■ **Passage given**

--- Begin ---

Residential development in the area burgeoned soon after the Verrazzano-Narrows Bridge opened in November 1964, and today Graniteville stands at the north end of a busy commercial strip along Richmond Avenue; this strip, which extends to the vicinity of the Staten Island Mall approximately 4 miles (6 km) away, is the scene of some of the heaviest automotive traffic on Staten Island.

Demographics

As of the 2010 census, the demographics of Graniteville were roughly as follows:
 
37.4% White, 16.6% Black, 29.9% Hispanic, 13.1% Asian, 3% Other.
 
This is defining Graniteville as everything within the boundaries of Census Tracts 303.01 & 303.02.

Education
Public school students in Graniteville are mostly zoned for P.S.60 and P.S.22, and I.S.51 (Markham Intermediate School) or I.S.72 (Rocco Laurie Intermediate School), as well as Port Richmond High School. The John W. Lavelle Preparatory Charter School opened in September 2009 and is the first charter school (a school that is publicly funded, but privately run) on Staten Island. Also, a new school called The Staten Island School of Civic Leadership (P.S./I.S. 861) opened in September. This is Staten Island's first K to 8 school. Residents don't have a library in the community and use the Port Richmond, Todt Hill-Westerleigh, and Mariners Harbor branches of the New York Public Library.

--- End ---

■ **Stated goal 1**
According to the Graniteville text, when did the John W. Lavelle Preparatory Charter School open?
The records below are separate from the Graniteville text and unrelated to it.

■ **Entries supplied**
--- Begin ---

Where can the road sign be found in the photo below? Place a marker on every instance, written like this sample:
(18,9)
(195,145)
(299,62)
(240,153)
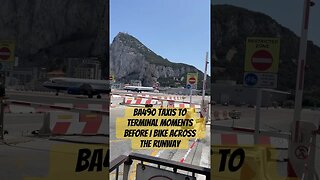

--- End ---

■ **Stated goal 2**
Update the records by replacing "road sign" with "traffic sign" and leaving everything else unchanged. Leave the pictures out of your answer.

■ **Full output 1**
September 2009

■ **Full output 2**
Where can the traffic sign be found in the photo below? Place a marker on every instance, written like this sample:
(18,9)
(195,145)
(299,62)
(240,153)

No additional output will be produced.